(Records from a collection)

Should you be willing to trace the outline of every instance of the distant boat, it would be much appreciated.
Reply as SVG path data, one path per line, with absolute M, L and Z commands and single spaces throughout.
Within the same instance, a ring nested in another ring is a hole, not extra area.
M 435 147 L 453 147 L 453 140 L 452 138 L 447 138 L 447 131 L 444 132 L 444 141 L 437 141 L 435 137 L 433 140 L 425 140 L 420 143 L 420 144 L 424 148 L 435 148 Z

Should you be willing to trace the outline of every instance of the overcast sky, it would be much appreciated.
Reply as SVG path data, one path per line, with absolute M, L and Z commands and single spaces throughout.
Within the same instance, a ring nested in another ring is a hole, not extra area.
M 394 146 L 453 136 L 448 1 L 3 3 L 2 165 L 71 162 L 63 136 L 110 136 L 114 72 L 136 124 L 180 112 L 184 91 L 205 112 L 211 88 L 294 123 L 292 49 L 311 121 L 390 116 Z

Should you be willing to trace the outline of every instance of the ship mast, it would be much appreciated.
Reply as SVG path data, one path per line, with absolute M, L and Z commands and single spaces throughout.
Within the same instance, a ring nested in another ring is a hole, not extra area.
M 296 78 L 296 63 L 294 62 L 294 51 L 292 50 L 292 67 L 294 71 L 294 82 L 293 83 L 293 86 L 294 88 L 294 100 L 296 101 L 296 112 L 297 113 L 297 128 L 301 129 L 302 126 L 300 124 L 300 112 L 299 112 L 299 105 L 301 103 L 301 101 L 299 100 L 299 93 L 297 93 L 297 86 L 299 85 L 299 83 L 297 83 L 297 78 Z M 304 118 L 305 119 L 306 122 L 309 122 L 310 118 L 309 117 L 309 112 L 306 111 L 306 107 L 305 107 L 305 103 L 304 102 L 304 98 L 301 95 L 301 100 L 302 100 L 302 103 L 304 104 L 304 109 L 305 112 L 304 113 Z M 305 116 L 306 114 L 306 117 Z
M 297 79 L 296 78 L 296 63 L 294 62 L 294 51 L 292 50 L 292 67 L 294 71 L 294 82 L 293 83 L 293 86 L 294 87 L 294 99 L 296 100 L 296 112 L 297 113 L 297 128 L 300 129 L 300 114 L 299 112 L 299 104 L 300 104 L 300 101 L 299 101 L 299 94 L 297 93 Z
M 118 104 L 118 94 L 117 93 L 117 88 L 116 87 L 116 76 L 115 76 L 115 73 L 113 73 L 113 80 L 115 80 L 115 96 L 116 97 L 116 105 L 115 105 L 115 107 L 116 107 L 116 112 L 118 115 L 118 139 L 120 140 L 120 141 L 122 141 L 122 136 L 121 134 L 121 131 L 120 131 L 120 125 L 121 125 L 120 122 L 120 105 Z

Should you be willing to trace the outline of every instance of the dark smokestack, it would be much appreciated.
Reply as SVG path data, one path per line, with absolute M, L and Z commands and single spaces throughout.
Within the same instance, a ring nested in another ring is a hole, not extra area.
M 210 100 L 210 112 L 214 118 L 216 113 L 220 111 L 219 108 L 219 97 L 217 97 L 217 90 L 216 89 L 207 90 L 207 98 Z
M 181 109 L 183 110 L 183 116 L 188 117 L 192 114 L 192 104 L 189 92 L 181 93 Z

● What you have to do: Each line from the one containing "smokestack, it would be much appreciated." through the end of the entries, both included, is to be returned exactly, with no other lines.

● Finished exercise:
Should you be willing to trace the outline of every instance of the dark smokestack, it would be much appreciated.
Reply as SVG path data, one path per line, with absolute M, L and Z commands and single spaces throughout.
Within the same instance, a ring nested in another ring is a hole, not extra area.
M 210 100 L 210 112 L 214 118 L 216 113 L 220 111 L 219 108 L 219 97 L 217 97 L 217 90 L 216 89 L 207 90 L 207 98 Z
M 181 109 L 183 110 L 183 116 L 188 117 L 192 114 L 192 104 L 189 92 L 181 93 Z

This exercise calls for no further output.